═════ EXTRACT PROVIDED

The remaining 47 percent came from Venezuela and its overseas storage and refining facilities, according to the study. In total, shipments valued at $947 million were put in the hands of intermediaries during that 2009-11 period.
It was not clear how much traders made on the deals.
The agreement signed with much fanfare by Chavez and Correa four years ago says state oil company Petroecuador would supply Venezuela with Ecuadorean crude for processing by PDVSA refineries, and would receive fuel in return from Venezuela.
That way, the accord said, it will "eliminate intermediaries from direct participation in the buy-sell process."
Nevertheless, the Venezuelan government says it always planned for there to be scope in the agreement to vary where the crude was sent, and where the products for Ecuador were sourced.
"What we are doing is a triangulation," Venezuelan Energy Minister Rafael Ramirez said when asked by Reuters about the agreement, referring to the practice of receiving Ecuadorean crude then sourcing refined products from abroad.
"We receive their oil and we determine its value carefully. It is sold, and we get the products they need, of the quality they need, and it is sold to them."
The Ecuador deal is one of a host of oil deals that Chavez has signed with political allies — including China, Cuba and more than a dozen other nations in Central America and the Caribbean — many of which have been criticized by Venezuela's opposition before the Oct. 7 presidential election.
The opposition says Chavez rewards allies with crude on easy terms, including nations with questionable rights records such as Syria, Iran and Belarus. His government routinely dismisses such criticism as "counterrevolutionary" lies.
Chavez's government has also funded literacy programs, schools and health clinics in several leftist Latin American nations, winning him political influence in recent years and prompting some leaders to turn their backs on Washington and strengthen relations with China and Russia instead.
The oil agreements are a major factor putting pressure on PDVSA's increasingly constrained cash flow: in some cases, customers pay for shipments in exchange for goods and services.

══════════
═════ LISTED RECORDS

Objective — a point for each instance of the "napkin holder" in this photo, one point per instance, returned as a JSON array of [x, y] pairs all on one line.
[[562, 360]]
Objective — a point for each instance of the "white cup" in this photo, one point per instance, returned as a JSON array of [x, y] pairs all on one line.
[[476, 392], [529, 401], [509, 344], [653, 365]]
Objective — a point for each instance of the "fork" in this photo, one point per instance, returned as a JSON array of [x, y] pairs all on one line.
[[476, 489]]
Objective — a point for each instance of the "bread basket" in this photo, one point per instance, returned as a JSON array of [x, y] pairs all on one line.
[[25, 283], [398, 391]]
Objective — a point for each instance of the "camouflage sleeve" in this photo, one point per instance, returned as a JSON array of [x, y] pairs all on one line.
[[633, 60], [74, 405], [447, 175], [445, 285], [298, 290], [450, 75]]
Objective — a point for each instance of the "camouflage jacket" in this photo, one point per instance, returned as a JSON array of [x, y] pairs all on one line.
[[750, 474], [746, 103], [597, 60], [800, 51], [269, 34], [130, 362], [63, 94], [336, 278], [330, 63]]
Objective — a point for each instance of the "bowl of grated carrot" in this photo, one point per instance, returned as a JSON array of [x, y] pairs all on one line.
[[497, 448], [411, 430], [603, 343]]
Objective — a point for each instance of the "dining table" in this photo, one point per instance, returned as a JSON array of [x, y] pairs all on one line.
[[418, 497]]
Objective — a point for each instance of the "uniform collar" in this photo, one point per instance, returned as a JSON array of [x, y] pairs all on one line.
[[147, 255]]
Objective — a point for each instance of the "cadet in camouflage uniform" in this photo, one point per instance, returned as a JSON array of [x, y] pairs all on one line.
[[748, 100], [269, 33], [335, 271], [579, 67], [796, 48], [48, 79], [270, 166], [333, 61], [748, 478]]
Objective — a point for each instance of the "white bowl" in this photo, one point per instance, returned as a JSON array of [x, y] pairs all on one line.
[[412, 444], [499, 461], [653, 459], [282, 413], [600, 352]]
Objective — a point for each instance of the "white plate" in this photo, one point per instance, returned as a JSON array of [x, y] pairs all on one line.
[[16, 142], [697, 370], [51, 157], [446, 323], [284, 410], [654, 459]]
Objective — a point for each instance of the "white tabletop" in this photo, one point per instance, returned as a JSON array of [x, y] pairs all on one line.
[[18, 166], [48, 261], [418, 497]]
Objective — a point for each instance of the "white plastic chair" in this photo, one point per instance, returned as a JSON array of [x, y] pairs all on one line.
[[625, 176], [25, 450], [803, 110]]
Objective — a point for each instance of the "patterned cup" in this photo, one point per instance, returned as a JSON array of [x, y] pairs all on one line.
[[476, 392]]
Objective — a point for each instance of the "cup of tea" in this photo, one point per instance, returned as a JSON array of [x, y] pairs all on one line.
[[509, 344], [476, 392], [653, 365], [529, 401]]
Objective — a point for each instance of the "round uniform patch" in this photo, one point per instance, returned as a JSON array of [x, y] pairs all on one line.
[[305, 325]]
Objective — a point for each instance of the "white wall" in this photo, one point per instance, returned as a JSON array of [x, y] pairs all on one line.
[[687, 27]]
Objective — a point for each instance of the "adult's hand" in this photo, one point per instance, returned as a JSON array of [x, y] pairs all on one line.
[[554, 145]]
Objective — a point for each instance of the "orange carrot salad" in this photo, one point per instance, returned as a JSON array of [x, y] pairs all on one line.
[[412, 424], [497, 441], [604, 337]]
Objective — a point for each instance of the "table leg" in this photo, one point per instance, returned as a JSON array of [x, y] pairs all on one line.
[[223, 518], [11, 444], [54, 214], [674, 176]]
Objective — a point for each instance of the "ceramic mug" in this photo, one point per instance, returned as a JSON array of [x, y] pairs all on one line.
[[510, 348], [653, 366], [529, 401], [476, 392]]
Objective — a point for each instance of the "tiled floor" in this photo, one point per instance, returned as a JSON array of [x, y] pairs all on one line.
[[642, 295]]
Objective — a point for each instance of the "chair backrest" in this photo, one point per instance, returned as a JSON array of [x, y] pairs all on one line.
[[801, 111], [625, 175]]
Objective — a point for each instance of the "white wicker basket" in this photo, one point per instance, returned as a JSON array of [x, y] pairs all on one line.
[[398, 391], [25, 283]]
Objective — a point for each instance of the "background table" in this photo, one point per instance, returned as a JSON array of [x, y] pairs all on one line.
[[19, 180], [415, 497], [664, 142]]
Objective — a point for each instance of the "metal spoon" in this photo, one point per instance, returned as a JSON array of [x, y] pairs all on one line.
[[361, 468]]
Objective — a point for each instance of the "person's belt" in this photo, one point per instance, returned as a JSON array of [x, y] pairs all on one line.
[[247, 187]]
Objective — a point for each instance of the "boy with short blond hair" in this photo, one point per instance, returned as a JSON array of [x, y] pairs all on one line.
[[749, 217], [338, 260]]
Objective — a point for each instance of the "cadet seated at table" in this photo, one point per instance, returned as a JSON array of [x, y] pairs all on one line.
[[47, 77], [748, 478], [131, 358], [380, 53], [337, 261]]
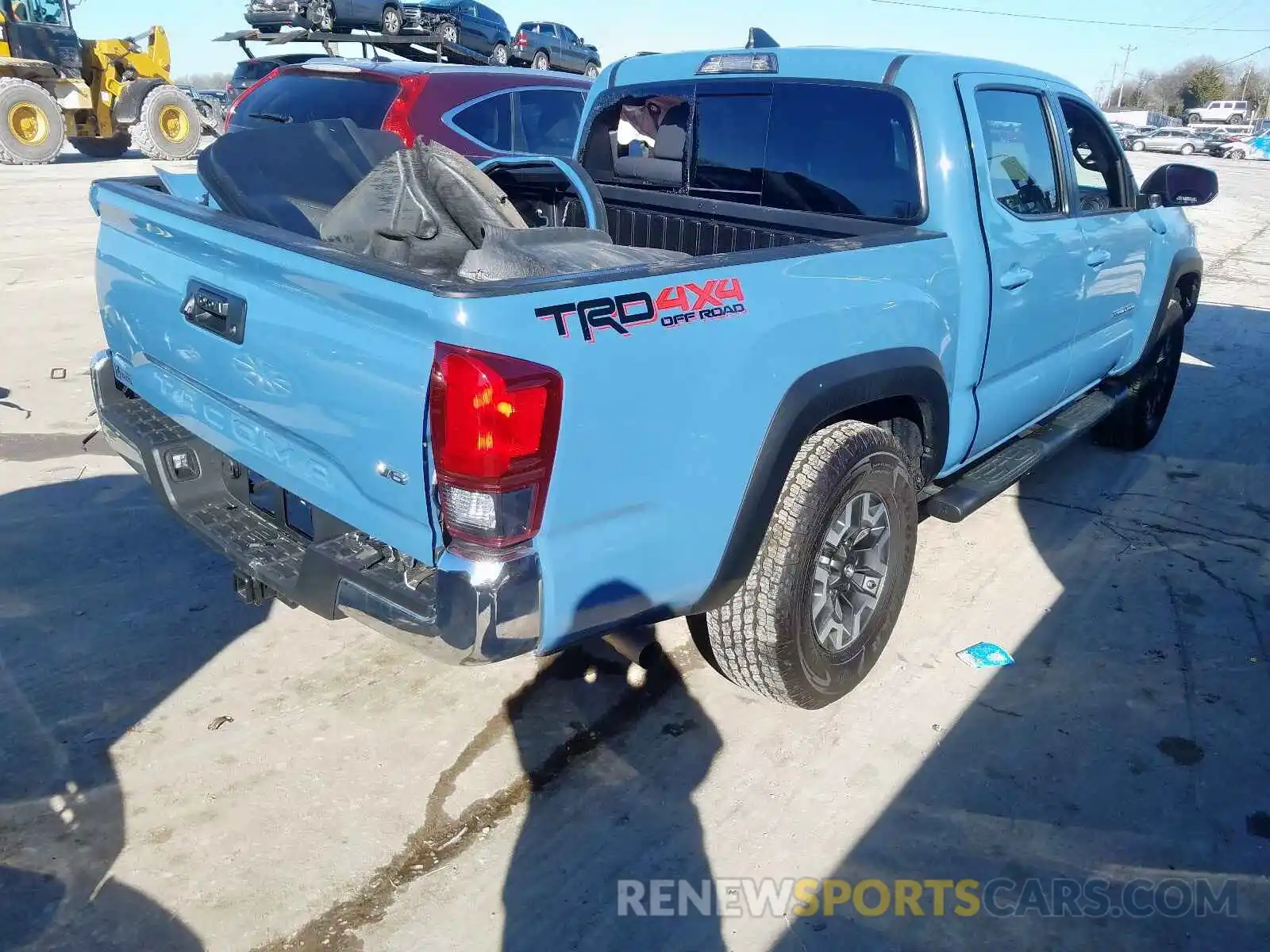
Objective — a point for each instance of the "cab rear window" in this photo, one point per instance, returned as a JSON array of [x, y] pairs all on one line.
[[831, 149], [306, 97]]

══════════
═════ LISTED RECORDS

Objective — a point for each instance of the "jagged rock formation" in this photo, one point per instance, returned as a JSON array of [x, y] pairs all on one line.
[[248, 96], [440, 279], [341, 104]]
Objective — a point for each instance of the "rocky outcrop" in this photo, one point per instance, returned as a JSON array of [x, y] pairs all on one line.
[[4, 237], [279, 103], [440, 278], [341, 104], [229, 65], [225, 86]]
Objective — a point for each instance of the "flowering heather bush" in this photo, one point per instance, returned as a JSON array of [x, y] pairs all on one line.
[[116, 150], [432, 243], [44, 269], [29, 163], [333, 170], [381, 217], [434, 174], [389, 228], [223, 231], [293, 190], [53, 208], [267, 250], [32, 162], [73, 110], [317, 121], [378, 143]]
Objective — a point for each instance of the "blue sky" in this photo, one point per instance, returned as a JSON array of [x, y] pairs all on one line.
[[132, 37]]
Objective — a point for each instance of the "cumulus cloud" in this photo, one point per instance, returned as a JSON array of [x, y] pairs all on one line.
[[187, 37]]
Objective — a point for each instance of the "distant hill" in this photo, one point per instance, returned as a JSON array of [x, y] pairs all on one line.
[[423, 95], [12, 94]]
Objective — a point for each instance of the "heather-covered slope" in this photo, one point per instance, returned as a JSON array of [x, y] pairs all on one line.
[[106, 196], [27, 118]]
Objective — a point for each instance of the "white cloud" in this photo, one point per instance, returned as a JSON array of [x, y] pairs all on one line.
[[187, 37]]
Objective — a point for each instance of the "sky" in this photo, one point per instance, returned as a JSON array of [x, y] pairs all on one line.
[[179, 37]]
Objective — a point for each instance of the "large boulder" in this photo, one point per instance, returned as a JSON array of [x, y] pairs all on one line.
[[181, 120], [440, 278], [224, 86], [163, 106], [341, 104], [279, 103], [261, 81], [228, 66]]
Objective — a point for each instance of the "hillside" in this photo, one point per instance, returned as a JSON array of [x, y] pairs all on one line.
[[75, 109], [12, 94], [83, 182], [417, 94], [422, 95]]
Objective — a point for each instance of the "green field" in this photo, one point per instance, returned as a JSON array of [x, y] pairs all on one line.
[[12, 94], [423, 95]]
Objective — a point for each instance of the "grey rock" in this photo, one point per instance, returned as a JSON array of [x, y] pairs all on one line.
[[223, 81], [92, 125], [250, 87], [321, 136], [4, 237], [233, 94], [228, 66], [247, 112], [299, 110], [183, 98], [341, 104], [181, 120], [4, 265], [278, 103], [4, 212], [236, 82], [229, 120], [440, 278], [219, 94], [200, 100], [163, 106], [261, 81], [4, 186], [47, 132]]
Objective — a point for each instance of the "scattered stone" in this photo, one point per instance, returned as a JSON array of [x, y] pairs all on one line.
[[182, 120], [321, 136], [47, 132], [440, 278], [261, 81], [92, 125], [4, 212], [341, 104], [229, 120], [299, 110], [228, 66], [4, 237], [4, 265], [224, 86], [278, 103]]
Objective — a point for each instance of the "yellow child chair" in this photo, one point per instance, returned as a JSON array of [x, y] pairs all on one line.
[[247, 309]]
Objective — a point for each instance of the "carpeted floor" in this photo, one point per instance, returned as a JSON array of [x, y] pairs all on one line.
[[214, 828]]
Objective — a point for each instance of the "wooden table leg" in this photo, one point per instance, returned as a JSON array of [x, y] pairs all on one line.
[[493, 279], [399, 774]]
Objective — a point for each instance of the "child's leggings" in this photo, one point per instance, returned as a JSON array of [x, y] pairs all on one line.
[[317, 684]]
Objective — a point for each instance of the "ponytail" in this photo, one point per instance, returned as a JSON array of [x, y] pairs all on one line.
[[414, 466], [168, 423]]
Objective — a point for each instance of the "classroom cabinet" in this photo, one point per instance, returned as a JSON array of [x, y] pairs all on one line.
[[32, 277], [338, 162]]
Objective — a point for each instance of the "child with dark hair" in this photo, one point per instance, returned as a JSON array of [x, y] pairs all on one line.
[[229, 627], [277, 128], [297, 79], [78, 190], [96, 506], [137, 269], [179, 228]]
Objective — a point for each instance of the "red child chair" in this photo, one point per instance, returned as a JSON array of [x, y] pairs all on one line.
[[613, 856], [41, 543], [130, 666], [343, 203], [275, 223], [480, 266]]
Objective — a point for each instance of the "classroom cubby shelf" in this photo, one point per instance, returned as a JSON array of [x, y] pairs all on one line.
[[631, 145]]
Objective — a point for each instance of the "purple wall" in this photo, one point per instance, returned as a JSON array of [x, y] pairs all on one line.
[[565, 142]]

══════════
═════ LISTED RECORDS

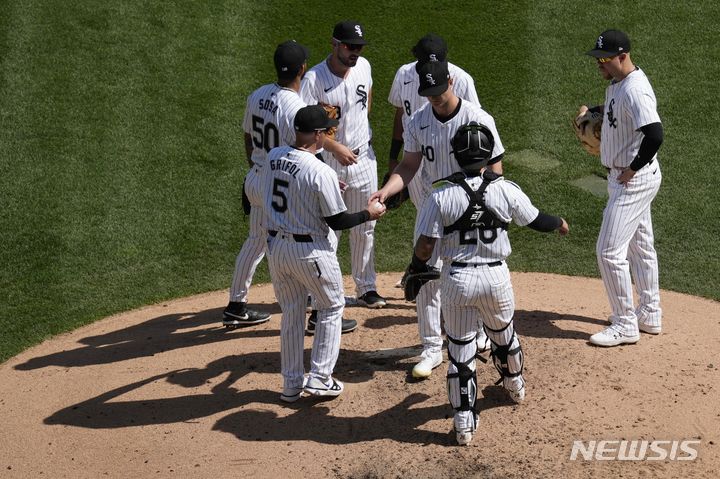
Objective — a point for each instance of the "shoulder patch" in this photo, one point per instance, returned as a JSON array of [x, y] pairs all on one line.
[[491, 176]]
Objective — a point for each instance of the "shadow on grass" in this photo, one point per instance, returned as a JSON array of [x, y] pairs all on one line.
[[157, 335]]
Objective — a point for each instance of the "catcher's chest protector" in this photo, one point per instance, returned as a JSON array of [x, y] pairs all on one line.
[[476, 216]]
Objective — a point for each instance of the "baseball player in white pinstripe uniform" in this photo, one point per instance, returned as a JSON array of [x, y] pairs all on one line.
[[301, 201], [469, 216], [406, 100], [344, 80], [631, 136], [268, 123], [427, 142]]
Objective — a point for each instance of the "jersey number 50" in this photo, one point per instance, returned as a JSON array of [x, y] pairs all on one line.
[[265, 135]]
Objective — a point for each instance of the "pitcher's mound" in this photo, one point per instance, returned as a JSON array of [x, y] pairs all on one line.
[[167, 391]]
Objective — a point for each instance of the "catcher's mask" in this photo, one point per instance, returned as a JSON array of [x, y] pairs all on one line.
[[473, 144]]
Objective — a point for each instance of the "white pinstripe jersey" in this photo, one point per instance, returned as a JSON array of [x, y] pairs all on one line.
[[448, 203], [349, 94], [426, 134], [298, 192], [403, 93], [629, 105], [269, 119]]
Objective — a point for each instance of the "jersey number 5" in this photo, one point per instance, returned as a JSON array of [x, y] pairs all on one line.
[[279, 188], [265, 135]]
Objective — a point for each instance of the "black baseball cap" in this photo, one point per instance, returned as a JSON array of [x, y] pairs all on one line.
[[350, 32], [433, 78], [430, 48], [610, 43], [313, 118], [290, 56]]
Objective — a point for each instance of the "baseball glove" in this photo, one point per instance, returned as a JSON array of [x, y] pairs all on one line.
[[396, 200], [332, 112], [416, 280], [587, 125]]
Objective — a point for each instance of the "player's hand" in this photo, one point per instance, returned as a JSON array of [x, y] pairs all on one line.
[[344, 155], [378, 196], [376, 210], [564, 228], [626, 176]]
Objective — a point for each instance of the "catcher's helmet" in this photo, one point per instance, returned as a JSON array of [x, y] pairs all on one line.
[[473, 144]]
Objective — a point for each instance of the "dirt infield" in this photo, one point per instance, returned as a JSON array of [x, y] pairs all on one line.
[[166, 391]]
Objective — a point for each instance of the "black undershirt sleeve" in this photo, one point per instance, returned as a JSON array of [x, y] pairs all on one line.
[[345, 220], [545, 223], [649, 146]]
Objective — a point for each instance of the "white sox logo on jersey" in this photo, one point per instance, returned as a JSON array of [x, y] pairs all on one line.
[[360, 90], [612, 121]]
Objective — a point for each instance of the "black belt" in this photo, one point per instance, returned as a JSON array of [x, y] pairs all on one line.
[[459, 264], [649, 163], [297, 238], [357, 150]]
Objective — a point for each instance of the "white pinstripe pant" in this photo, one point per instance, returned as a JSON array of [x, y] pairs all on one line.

══════════

[REQUIREMENT 1]
In the article on Venezuela's oil agreement with Ecuador, what was the total value of shipments put in the hands of intermediaries during 2009-11?
[REQUIREMENT 2]
Reproduce the passage of the article on Venezuela's oil agreement with Ecuador from "The opposition says" to "and Russia instead.".
[REQUIREMENT 3]
Continue the article on Venezuela's oil agreement with Ecuador from its final sentence.
The data is separate from the article on Venezuela's oil agreement with Ecuador.

[TASK ANSWER 1]
$947 million.

[TASK ANSWER 2]
The opposition says Chavez rewards allies with crude on easy terms, including nations with questionable rights records such as Syria, Iran and Belarus. His government routinely dismisses such criticism as "counterrevolutionary" lies.
Chavez's government has also funded literacy programs, schools and health clinics in several leftist Latin American nations, winning him political influence in recent years and prompting some leaders to turn their backs on Washington and strengthen relations with China and Russia instead.

[TASK ANSWER 3]
The company also has to contend with falling global prices, and heavy local subsidies that mean Venezuelans enjoy the cheapest gasoline in the world.
To be sure, PDVSA still has a lot of financial clout. Its net profit jumped 42 percent to $4.5 billion last year on record revenue of almost $125 billion.
And it is still able to make huge contributions to Chavez's government — they doubled last year to nearly $50 billion —that help pay for his signature social programs, a central element of Chavez's re-election bid.
Companies including US majors Chevron and ExxonMobil Corp., Brazil's Petrobras and Petrochina also delivered cargoes to Ecuador on PDVSA's behalf under the deal, according to the bills for the shipments.
Individual traders confirmed the trend and various transactions involving their companies.
They said Venezuela's state oil company does the same thing to cover shortfalls in supply deals with other countries. Data on those agreements was not immediately available.
"PDVSA buys in the same way to supply Argentina, Uruguay and Bolivia," a trader told Reuters.
It would not be the first time Chavez's administration has worked with Western traders: Trafigura helped it beat a months-long, opposition-led strike that all but halted operations by PDVSA's own tankers during 2002 and 2003.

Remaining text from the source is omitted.